TAREFA ESCRITA 1> No texto sobre o interrogatório de Lula, em quais três pilares o petista assentou sua estratégia?
TAREFA ESCRITA 2> Prossiga com o texto sobre o interrogatório de Lula a partir da última frase apresentada.

Da ISTOÉ
Um réu sem argumento é como um rei despido. Seus súditos,
inebriados pelo poder que um dia ele já exerceu e pela imagem imaculada de
outrora, o enxergam como se seu corpo estivesse crivado de ouro. Mas o rei está
nu, sua alma desvelada, exposta ao constrangimento. Como suas palavras não
correspondem mais aos fatos, ele busca táticas escapistas de modo a fugir da
realidade. Só que a maioria, à exceção de seu séquito cada vez mais restrito, o
vê como ele realmente é. Assim é o réu Luiz Inácio. Na última semana, numa
tentativa de livrar-se de uma condenação cada vez mais próxima, o petista
assentou sua estratégia em três pilares: o tapetão, a procrastinação e o circo.
Foi mal sucedido. Antes, durante e depois do interrogatório conduzido pelo juiz
Sergio Moro, Lula escancarou a todos sua carência de argumentos e, sobretudo,
sua fragilidade moral. Flagrantemente aturdido, agindo como quem realmente tem
culpa no cartório, o réu mentiu, recorreu a evasivas, ao já clássico “não sei
de nada” e transferiu a responsabilidade pelo tríplex à falecida esposa, Dona
Marisa. Segundo Lula, ela chegou a alimentar o desejo de adquirir o imóvel no
litoral para investimento. “Não sei se o
senhor tem mulher, mas nem sempre elas perguntam pra gente o que vão fazer”,
tergiversou o petista.

Registros de pontos rotulados>
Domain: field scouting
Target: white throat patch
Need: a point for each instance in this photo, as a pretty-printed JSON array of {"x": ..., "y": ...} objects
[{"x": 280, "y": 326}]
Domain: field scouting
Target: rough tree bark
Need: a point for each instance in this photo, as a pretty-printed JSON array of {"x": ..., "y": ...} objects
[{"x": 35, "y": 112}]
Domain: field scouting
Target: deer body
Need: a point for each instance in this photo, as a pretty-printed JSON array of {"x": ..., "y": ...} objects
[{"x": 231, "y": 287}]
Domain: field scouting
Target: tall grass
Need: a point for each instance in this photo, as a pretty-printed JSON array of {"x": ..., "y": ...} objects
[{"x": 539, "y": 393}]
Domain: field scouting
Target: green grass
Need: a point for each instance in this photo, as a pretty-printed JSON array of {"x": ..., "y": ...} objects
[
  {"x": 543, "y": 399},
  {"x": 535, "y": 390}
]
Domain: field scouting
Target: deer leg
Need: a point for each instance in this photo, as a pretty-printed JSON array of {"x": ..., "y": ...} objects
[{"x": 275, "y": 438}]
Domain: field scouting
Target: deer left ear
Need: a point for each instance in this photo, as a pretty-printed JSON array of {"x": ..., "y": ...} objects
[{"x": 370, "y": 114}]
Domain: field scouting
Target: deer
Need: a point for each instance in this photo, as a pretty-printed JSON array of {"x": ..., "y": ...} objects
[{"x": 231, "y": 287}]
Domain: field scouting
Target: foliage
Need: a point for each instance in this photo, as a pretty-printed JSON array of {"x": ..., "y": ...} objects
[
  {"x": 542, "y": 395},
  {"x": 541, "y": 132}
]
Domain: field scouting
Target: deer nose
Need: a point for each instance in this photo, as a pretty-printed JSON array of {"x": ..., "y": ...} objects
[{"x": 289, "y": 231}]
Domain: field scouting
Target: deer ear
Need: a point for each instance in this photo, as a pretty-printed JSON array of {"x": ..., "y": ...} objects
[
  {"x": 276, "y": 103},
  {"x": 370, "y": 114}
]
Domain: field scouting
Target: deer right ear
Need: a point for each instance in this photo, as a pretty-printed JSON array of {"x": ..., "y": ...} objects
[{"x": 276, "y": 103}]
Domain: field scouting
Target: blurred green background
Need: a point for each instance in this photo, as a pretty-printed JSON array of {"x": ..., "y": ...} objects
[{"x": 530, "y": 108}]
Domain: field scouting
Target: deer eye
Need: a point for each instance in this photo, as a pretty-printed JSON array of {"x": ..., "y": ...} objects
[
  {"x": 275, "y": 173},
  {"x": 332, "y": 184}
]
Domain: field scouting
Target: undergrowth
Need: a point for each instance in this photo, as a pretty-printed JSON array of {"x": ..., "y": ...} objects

RESPOSTA DO EXERCÍCIO 1> O tapetão, a procrastinação e o circo.

RESPOSTA DO EXERCÍCIO 2>
Enquanto o juiz Sergio Moro estava munido de agendas e de
uma fartura de documentos, Lula, movido por uma espécie de compulsão pela
mentira, combatia a realidade. Por exemplo, quando insistiu que não tinha ascendência
sobre o PT. O próprio petista reconheceu que, em 2014, convocou o ex-diretor da
Petrobras, Renato Duque, indicado pelo PT, para duas conversas num hangar do
aeroporto de Congonhas. O objetivo era “dar-lhe uma reprimenda”. Na conversa,
Lula foi direto: “Tenho visto na imprensa que você tem contas no exterior. Você
tem contas no exterior? Ele disse que não tinha e para mim acabou aí”. O juiz,
então, questionou Lula sobre o que o levou a inquirir Duque e não outros
ex-diretores da Petrobras, como Paulo Roberto Costa, ao que o réu respondeu,
entrando em contradição: “O Duque tinha sido indicado pela bancada do PT”. Ora,
Lula exercia ou não influência sobre o partido? Se não exercia, por que
resolveu dar uma dura em Duque, apadrinhado pelo partido? A delação do
ex-marqueteiro João Santana, tornada pública na quinta-feira 11, forneceu a
resposta definitiva, ao confirmar o relato de outros delatores. Segundo
Santana, “Lula sabia e dava a palavra final como chefe”.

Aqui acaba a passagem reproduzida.